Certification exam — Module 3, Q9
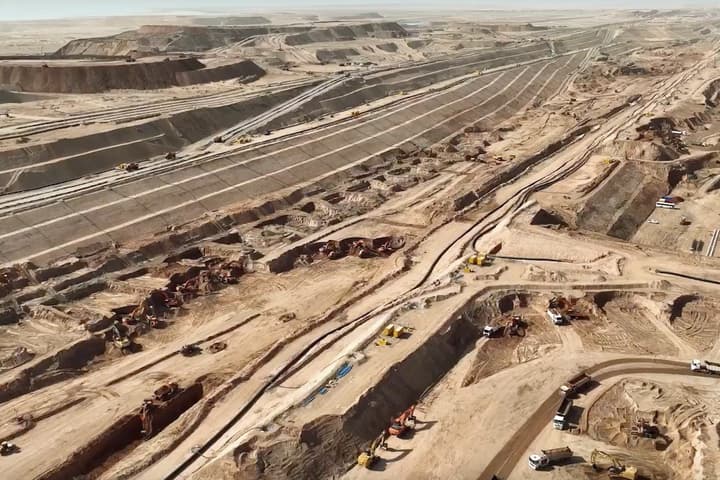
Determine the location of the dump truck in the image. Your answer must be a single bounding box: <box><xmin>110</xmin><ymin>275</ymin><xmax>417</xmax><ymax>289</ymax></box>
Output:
<box><xmin>528</xmin><ymin>447</ymin><xmax>573</xmax><ymax>470</ymax></box>
<box><xmin>483</xmin><ymin>325</ymin><xmax>505</xmax><ymax>338</ymax></box>
<box><xmin>545</xmin><ymin>308</ymin><xmax>565</xmax><ymax>325</ymax></box>
<box><xmin>690</xmin><ymin>360</ymin><xmax>720</xmax><ymax>375</ymax></box>
<box><xmin>553</xmin><ymin>397</ymin><xmax>572</xmax><ymax>430</ymax></box>
<box><xmin>560</xmin><ymin>372</ymin><xmax>592</xmax><ymax>396</ymax></box>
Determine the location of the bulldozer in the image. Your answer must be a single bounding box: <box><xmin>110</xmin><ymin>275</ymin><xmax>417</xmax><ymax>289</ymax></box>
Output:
<box><xmin>383</xmin><ymin>323</ymin><xmax>410</xmax><ymax>338</ymax></box>
<box><xmin>630</xmin><ymin>419</ymin><xmax>660</xmax><ymax>439</ymax></box>
<box><xmin>115</xmin><ymin>162</ymin><xmax>140</xmax><ymax>172</ymax></box>
<box><xmin>467</xmin><ymin>253</ymin><xmax>492</xmax><ymax>267</ymax></box>
<box><xmin>505</xmin><ymin>315</ymin><xmax>525</xmax><ymax>337</ymax></box>
<box><xmin>388</xmin><ymin>404</ymin><xmax>415</xmax><ymax>437</ymax></box>
<box><xmin>590</xmin><ymin>449</ymin><xmax>638</xmax><ymax>480</ymax></box>
<box><xmin>112</xmin><ymin>322</ymin><xmax>133</xmax><ymax>355</ymax></box>
<box><xmin>358</xmin><ymin>430</ymin><xmax>389</xmax><ymax>468</ymax></box>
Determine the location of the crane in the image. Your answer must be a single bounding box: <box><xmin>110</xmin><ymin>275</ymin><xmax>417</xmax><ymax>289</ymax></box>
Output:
<box><xmin>358</xmin><ymin>430</ymin><xmax>390</xmax><ymax>468</ymax></box>
<box><xmin>388</xmin><ymin>404</ymin><xmax>415</xmax><ymax>437</ymax></box>
<box><xmin>590</xmin><ymin>449</ymin><xmax>637</xmax><ymax>480</ymax></box>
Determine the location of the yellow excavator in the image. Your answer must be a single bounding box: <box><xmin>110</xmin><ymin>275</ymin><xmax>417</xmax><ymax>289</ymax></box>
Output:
<box><xmin>358</xmin><ymin>429</ymin><xmax>390</xmax><ymax>468</ymax></box>
<box><xmin>590</xmin><ymin>449</ymin><xmax>637</xmax><ymax>480</ymax></box>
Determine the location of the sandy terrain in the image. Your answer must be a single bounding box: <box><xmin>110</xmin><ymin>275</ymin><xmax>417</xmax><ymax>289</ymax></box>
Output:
<box><xmin>0</xmin><ymin>9</ymin><xmax>720</xmax><ymax>480</ymax></box>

■ ■ ■ ■

Exercise requirements: Rewrite all of the lines above as a numbered list, skipping any blank lines and leaving out the pictures.

Answer for this exercise:
1. Certification exam — Module 3, Q9
2. Determine the location of the dump truck in the image. Your answer must be a single bounding box: <box><xmin>110</xmin><ymin>275</ymin><xmax>417</xmax><ymax>289</ymax></box>
3. Output:
4. <box><xmin>528</xmin><ymin>447</ymin><xmax>573</xmax><ymax>470</ymax></box>
5. <box><xmin>483</xmin><ymin>325</ymin><xmax>505</xmax><ymax>338</ymax></box>
6. <box><xmin>545</xmin><ymin>308</ymin><xmax>565</xmax><ymax>325</ymax></box>
7. <box><xmin>690</xmin><ymin>360</ymin><xmax>720</xmax><ymax>375</ymax></box>
8. <box><xmin>553</xmin><ymin>397</ymin><xmax>572</xmax><ymax>430</ymax></box>
9. <box><xmin>560</xmin><ymin>372</ymin><xmax>592</xmax><ymax>396</ymax></box>
10. Determine the location of the bulldozer in the image. Your answer must be a single bounding box: <box><xmin>110</xmin><ymin>275</ymin><xmax>417</xmax><ymax>289</ymax></box>
11. Output:
12. <box><xmin>383</xmin><ymin>323</ymin><xmax>410</xmax><ymax>338</ymax></box>
13. <box><xmin>630</xmin><ymin>419</ymin><xmax>660</xmax><ymax>439</ymax></box>
14. <box><xmin>115</xmin><ymin>162</ymin><xmax>140</xmax><ymax>172</ymax></box>
15. <box><xmin>467</xmin><ymin>253</ymin><xmax>492</xmax><ymax>267</ymax></box>
16. <box><xmin>505</xmin><ymin>315</ymin><xmax>525</xmax><ymax>337</ymax></box>
17. <box><xmin>388</xmin><ymin>404</ymin><xmax>415</xmax><ymax>437</ymax></box>
18. <box><xmin>590</xmin><ymin>449</ymin><xmax>638</xmax><ymax>480</ymax></box>
19. <box><xmin>112</xmin><ymin>322</ymin><xmax>133</xmax><ymax>355</ymax></box>
20. <box><xmin>358</xmin><ymin>430</ymin><xmax>389</xmax><ymax>468</ymax></box>
21. Determine the location of the crane in the image. Your answer must be a single bounding box: <box><xmin>110</xmin><ymin>275</ymin><xmax>417</xmax><ymax>289</ymax></box>
22. Output:
23. <box><xmin>358</xmin><ymin>430</ymin><xmax>390</xmax><ymax>468</ymax></box>
24. <box><xmin>388</xmin><ymin>404</ymin><xmax>415</xmax><ymax>437</ymax></box>
25. <box><xmin>590</xmin><ymin>449</ymin><xmax>637</xmax><ymax>480</ymax></box>
26. Determine the location of the yellow excavator in the image. Your answer must be a single bounding box: <box><xmin>110</xmin><ymin>275</ymin><xmax>417</xmax><ymax>289</ymax></box>
27. Output:
28. <box><xmin>358</xmin><ymin>429</ymin><xmax>390</xmax><ymax>468</ymax></box>
29. <box><xmin>590</xmin><ymin>449</ymin><xmax>637</xmax><ymax>480</ymax></box>
30. Determine the location of the sandy terrain in the image. Your answer must be a single bounding box: <box><xmin>110</xmin><ymin>275</ymin><xmax>417</xmax><ymax>289</ymax></box>
31. Output:
32. <box><xmin>0</xmin><ymin>9</ymin><xmax>720</xmax><ymax>480</ymax></box>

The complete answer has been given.